___ Records to process
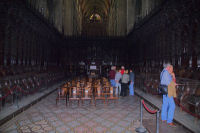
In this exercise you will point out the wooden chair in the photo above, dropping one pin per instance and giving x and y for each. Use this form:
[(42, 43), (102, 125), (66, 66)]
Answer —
[(87, 94), (99, 94), (62, 93), (111, 95), (74, 95)]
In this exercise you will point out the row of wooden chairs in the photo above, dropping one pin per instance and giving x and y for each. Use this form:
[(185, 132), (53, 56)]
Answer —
[(86, 90)]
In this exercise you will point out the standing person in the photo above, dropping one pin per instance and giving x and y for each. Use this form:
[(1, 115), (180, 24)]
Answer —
[(118, 77), (131, 88), (168, 106), (125, 80), (122, 70), (112, 76)]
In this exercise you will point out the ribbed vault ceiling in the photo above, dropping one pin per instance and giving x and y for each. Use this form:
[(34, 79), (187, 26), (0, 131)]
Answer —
[(95, 6)]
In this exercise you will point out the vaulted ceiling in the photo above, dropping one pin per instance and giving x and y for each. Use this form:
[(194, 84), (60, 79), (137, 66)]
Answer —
[(72, 17), (95, 6)]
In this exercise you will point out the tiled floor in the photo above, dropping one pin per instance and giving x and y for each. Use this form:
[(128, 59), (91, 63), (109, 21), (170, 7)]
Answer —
[(119, 117)]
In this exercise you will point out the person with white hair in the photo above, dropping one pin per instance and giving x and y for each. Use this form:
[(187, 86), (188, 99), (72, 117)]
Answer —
[(112, 76), (168, 106)]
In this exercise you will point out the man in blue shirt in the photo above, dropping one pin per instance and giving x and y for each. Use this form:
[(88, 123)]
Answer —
[(118, 77), (168, 106), (131, 88)]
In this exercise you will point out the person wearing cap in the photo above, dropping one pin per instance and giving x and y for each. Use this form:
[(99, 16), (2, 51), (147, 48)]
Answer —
[(118, 77), (122, 70), (168, 106), (131, 89), (112, 76)]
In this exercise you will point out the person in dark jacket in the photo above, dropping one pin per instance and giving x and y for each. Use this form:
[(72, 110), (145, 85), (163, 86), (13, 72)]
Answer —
[(131, 88), (125, 80), (112, 76)]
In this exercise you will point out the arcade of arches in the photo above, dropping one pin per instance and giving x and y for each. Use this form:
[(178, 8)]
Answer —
[(145, 33), (56, 37)]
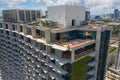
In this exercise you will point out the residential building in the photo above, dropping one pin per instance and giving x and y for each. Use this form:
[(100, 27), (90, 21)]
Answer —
[(17, 15), (116, 14), (87, 15), (68, 15), (46, 50)]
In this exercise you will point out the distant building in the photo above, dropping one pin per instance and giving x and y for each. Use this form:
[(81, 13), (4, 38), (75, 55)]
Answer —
[(87, 15), (21, 15), (39, 51), (98, 17), (46, 14), (116, 14), (68, 15)]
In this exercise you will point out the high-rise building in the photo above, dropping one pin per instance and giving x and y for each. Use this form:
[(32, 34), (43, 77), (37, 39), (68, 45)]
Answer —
[(17, 15), (117, 64), (46, 50), (87, 15), (116, 14)]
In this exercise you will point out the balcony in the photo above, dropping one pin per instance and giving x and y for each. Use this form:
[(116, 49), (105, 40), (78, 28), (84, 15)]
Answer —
[(83, 53), (91, 71), (61, 61), (91, 78), (92, 63)]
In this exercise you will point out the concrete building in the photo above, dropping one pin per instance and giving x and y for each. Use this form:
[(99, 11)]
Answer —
[(17, 15), (87, 15), (116, 14), (37, 51)]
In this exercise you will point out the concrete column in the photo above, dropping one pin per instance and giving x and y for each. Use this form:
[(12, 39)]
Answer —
[(25, 30), (72, 55), (47, 36), (18, 28), (48, 50), (34, 32), (97, 49)]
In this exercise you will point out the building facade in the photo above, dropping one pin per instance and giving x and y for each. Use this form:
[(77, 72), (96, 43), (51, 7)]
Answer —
[(66, 15), (21, 15), (35, 52), (87, 15), (116, 14)]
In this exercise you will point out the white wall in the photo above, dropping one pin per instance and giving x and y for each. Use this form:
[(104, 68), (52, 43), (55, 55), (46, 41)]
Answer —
[(65, 13)]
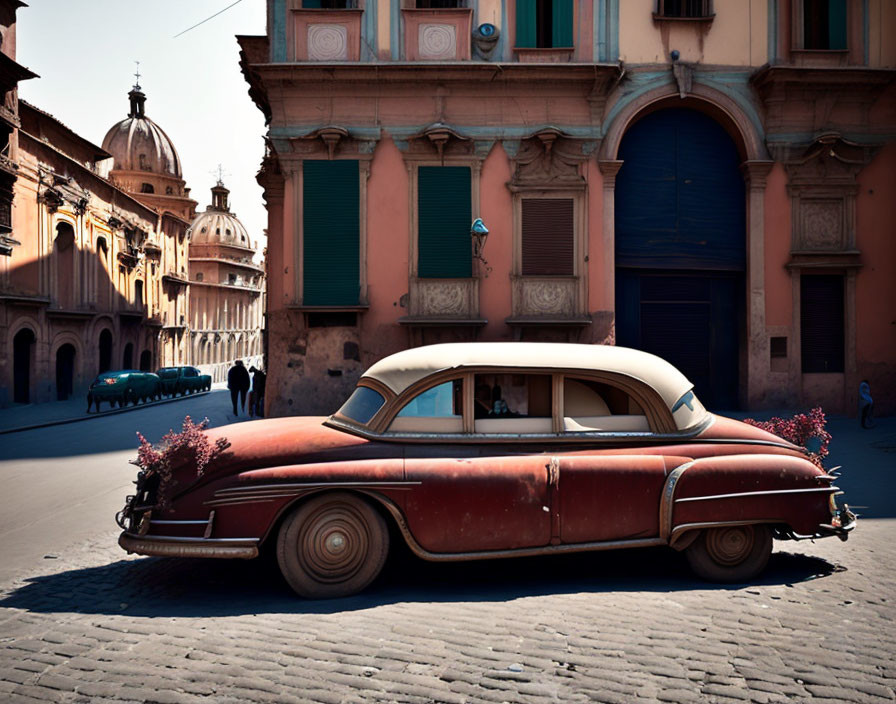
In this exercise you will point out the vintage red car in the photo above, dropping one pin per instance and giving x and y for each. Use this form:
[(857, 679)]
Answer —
[(482, 450)]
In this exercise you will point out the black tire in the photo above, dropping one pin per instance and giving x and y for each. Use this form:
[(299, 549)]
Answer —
[(730, 553), (332, 545)]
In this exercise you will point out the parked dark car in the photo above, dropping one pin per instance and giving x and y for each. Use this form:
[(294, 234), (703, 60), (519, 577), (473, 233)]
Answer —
[(183, 380), (485, 450), (123, 387)]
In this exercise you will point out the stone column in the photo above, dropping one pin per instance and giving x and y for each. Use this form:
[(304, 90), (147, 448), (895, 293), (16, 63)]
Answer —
[(609, 169), (757, 365)]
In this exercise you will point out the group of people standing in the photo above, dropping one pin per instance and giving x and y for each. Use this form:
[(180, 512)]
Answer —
[(241, 384)]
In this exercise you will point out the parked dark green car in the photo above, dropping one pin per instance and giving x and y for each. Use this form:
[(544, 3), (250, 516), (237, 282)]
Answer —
[(183, 380), (124, 387)]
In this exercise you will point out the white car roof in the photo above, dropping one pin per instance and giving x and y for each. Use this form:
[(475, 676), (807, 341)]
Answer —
[(402, 369)]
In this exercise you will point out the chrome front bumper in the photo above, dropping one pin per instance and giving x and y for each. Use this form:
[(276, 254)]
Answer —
[(241, 548)]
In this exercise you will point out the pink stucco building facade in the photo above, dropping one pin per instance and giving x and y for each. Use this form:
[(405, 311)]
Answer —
[(711, 181)]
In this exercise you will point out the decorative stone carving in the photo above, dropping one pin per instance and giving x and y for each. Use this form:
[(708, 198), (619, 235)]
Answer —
[(327, 42), (548, 160), (437, 42), (440, 138), (821, 224), (823, 187), (444, 298), (545, 296)]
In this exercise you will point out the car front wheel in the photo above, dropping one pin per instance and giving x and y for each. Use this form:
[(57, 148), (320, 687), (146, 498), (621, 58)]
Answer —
[(730, 553), (331, 546)]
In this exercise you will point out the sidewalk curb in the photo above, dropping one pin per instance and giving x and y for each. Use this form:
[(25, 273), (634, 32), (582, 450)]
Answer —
[(100, 414)]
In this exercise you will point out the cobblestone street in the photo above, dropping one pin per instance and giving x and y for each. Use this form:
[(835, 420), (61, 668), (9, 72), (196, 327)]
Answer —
[(610, 627)]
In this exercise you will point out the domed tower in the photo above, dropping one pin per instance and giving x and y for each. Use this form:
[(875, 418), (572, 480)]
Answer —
[(225, 290), (146, 163)]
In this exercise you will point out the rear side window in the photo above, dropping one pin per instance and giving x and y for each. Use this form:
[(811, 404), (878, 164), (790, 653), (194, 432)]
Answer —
[(362, 405), (592, 406)]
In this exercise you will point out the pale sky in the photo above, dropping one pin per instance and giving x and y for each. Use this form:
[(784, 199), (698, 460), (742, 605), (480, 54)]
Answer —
[(84, 52)]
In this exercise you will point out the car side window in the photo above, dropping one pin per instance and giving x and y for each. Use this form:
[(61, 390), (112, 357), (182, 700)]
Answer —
[(438, 409), (592, 406), (512, 403)]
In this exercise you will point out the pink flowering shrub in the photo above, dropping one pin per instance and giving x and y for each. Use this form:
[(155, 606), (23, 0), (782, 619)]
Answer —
[(190, 446), (801, 430)]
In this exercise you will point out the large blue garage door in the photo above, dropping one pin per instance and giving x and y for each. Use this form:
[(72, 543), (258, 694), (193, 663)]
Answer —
[(681, 248)]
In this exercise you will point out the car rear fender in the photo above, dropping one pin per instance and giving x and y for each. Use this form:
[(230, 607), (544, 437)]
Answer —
[(745, 489)]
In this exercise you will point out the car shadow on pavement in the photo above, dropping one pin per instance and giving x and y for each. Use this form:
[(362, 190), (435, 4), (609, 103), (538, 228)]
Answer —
[(152, 587)]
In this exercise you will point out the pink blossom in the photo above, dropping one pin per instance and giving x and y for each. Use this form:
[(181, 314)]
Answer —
[(800, 430), (190, 446)]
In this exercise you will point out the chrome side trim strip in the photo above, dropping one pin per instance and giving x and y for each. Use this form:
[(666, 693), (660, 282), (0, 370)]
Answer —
[(667, 503), (199, 547), (268, 492), (771, 492), (309, 485), (685, 527), (179, 539), (179, 523), (425, 554)]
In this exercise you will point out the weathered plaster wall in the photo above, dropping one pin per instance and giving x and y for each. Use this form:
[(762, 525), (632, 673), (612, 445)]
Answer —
[(778, 287), (496, 211), (881, 21), (387, 253), (724, 41), (876, 281), (600, 265)]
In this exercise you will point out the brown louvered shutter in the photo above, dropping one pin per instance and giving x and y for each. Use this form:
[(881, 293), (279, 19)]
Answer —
[(822, 325), (547, 232)]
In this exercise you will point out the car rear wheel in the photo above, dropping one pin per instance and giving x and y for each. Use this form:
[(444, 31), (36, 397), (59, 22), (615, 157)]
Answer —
[(730, 553), (331, 546)]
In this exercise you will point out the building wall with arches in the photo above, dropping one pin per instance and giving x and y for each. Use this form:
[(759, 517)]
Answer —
[(369, 255), (86, 266)]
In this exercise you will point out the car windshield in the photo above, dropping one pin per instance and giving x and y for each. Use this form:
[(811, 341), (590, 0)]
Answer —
[(362, 405)]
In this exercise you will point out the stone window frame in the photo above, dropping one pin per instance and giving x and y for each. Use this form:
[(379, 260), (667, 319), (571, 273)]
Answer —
[(413, 166), (578, 195), (323, 144)]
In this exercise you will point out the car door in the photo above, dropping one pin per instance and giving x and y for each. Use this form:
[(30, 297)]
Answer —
[(610, 497), (465, 500), (473, 503), (608, 494)]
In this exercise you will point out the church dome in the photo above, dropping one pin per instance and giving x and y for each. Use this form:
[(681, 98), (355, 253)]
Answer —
[(139, 144), (217, 225)]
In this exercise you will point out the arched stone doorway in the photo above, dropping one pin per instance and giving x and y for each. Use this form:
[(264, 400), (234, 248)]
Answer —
[(64, 251), (23, 359), (65, 371), (105, 351), (681, 248)]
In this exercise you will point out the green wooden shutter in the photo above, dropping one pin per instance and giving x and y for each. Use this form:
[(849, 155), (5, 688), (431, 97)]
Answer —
[(561, 23), (331, 226), (444, 214), (525, 23), (837, 24)]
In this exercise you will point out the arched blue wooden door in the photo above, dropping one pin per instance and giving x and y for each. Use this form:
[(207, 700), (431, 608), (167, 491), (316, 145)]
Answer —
[(681, 248)]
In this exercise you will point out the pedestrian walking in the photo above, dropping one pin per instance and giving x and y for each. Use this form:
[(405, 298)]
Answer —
[(258, 383), (866, 405), (238, 382)]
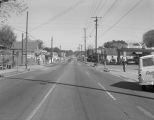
______
- Task brief
Return each line of the entries above that contains the string "shutter", copied in full. Matches are case-sensitive.

- Finished exercise
In this exercise you will point out the brown louvered shutter in the photo above, dropping one pin per instance and giving x and y for each. Use this form:
In this exercise you will point out the green wooden shutter in the photo above, dropping one pin per instance and giving x and y for each. Use this form:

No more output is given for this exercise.